作業指示 A
本文によると、佐藤元美先生はどこの病院の院長か。
作業指示 B
本文の「ある方から、「致知」と言う雑誌を頂いた。」から「以前、岩手県の藤沢町民病院の院長の佐藤元美先生の言葉だ。」までの全文を、一字も変えずに書き写せ。

___ 本文 ___

空気感

ある方から、「致知」と言う雑誌を頂いた。

最近の政治家は、ポリティカルコレクトネスを大事にするという記事があった。
ポリティカルコレクトネスとは、私の解釈では、「これを言っておけば、国民は納得する。」ということだと思う。
世の中の空気感みたいなものだ。
この記事を読んで、多くの政治家は、人の目を気にして仕事をしているため、
100年先の日本の未来を考えて行動している政治家は少ないだろうと思った。

これを読んで、思い出したことがある。
以前、岩手県の藤沢町民病院の院長の佐藤元美先生の言葉だ。
「選挙の人と免許の人」
佐藤院長は、長年、村の首長と一緒にお仕事されていたので、痛感したのであろう。
政治家は選挙の人。だから、市民の目の色を伺わなくてはならない。
たとえ、正しいことでも市民から反発されてしまったら、辞めざるを得ないので
容易に自己主張できないだろうということだ。
しかし、医師は、免許の人だから、自分の信念に基づいて医療を実践することができる。
それによって、患者 すなわち市民をより良い方向に誘導することができる。

そんな講演を聞いた。(記憶が曖昧で、私の解釈が多分に入っているのをご承知おき頂きたい。)

そう、医師は、専門職で免許の人なので、市民が知らない医学的専門知識を持って
市民の健康を守る義務がある。
そのためには、健康に関する正しい知識の啓蒙を診療や保健活動を通して
市民に伝える必要があるのだ。
その際、気をつけたいのが、患者と医師との間の情報の非対称性だ。
断然、医師の方が知識があるのは当たり前だ。
だから、間違えた方向に医師が情報を誘導すれば、たちまち、国民は不健康になる危険性だってあるわけだ。
だから、私たち医療者の責務は大きい。

と私は考えていたが、最近の医療者は必ずしも免許の人だけとは限らない。
人気投票と同じで、患者さんがいなければ、経営が成り立たないため
患者さんが喜ぶことならなんでもするというスタンスの医師もいるようだ。

___ 抽出項目 ___

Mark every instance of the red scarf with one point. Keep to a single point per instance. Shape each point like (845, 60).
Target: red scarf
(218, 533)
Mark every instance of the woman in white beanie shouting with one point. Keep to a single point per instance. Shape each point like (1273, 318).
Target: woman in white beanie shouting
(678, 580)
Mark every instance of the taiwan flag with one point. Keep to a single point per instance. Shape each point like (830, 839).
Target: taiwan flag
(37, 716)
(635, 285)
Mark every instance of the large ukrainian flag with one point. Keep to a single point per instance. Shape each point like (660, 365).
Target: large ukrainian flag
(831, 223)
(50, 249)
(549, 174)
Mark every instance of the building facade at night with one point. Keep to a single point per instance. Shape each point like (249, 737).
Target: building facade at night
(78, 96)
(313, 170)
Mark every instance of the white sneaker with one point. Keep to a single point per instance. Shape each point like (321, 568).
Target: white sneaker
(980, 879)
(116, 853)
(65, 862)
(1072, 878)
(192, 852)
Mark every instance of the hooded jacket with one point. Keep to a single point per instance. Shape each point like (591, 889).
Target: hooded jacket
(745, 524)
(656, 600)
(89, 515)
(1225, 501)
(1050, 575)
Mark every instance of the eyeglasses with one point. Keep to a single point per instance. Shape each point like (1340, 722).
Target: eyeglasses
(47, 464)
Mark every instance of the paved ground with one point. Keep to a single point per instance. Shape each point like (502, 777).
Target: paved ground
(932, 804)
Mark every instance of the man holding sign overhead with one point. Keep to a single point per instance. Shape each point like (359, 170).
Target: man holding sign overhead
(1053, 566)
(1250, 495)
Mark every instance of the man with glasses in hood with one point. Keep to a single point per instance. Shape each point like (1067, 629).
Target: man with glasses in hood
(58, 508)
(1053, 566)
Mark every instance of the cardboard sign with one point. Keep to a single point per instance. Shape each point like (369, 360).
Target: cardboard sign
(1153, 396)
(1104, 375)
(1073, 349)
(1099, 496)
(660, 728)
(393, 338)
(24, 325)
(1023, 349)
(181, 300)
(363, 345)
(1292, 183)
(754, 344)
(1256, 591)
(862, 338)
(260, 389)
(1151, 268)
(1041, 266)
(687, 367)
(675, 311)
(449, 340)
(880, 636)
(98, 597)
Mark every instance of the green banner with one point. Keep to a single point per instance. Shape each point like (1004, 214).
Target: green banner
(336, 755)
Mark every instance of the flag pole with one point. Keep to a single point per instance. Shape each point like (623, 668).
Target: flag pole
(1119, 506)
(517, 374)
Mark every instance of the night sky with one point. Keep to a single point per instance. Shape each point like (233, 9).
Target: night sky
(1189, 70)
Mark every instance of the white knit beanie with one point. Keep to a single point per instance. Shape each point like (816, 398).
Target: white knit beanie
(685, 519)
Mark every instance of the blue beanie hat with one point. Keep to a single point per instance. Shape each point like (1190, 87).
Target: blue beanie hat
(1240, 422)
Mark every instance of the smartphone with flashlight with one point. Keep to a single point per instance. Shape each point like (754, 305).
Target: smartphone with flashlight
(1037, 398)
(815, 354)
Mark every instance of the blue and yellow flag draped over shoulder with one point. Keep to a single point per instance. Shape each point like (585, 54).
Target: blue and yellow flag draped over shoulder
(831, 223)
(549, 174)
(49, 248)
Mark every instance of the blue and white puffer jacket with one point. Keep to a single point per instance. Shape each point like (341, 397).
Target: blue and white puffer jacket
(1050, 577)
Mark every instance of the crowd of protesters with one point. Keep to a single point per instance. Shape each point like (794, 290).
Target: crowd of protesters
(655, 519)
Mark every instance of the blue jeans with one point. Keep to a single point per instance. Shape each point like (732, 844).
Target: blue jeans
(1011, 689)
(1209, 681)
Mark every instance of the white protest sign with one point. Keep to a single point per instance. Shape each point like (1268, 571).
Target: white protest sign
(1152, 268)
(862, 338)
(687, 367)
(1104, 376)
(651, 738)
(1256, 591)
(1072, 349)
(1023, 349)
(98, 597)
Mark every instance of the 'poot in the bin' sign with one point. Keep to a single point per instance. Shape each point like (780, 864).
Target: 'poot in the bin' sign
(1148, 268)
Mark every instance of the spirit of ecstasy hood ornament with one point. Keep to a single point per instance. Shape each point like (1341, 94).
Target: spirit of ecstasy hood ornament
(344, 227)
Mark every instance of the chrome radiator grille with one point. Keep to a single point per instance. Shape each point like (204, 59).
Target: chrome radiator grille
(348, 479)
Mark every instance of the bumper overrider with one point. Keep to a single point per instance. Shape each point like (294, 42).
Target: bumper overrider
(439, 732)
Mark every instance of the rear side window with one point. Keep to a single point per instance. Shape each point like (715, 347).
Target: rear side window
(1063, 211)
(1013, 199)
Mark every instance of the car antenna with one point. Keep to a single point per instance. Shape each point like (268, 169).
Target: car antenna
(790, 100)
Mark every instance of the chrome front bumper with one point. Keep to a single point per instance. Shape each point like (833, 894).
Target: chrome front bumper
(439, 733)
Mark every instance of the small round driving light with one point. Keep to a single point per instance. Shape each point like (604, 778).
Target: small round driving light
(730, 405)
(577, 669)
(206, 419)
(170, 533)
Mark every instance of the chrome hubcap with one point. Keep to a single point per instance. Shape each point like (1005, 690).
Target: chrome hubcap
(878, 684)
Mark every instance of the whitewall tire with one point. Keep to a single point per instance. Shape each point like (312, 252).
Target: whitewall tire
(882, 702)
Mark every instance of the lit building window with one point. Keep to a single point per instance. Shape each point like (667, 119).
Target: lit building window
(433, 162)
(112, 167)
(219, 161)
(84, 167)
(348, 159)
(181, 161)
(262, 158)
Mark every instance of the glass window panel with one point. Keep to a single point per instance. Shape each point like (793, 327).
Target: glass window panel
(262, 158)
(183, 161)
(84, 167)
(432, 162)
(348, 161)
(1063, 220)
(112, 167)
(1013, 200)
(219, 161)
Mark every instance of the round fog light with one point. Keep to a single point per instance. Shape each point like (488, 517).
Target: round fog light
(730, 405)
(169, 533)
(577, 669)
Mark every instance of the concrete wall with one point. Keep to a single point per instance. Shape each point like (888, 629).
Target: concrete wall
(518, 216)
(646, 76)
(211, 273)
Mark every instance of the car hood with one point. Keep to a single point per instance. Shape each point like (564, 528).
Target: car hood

___

解答 A
岩手県の藤沢町民病院

解答 B
ある方から、「致知」と言う雑誌を頂いた。

最近の政治家は、ポリティカルコレクトネスを大事にするという記事があった。
ポリティカルコレクトネスとは、私の解釈では、「これを言っておけば、国民は納得する。」ということだと思う。
世の中の空気感みたいなものだ。
この記事を読んで、多くの政治家は、人の目を気にして仕事をしているため、
100年先の日本の未来を考えて行動している政治家は少ないだろうと思った。

これを読んで、思い出したことがある。
以前、岩手県の藤沢町民病院の院長の佐藤元美先生の言葉だ。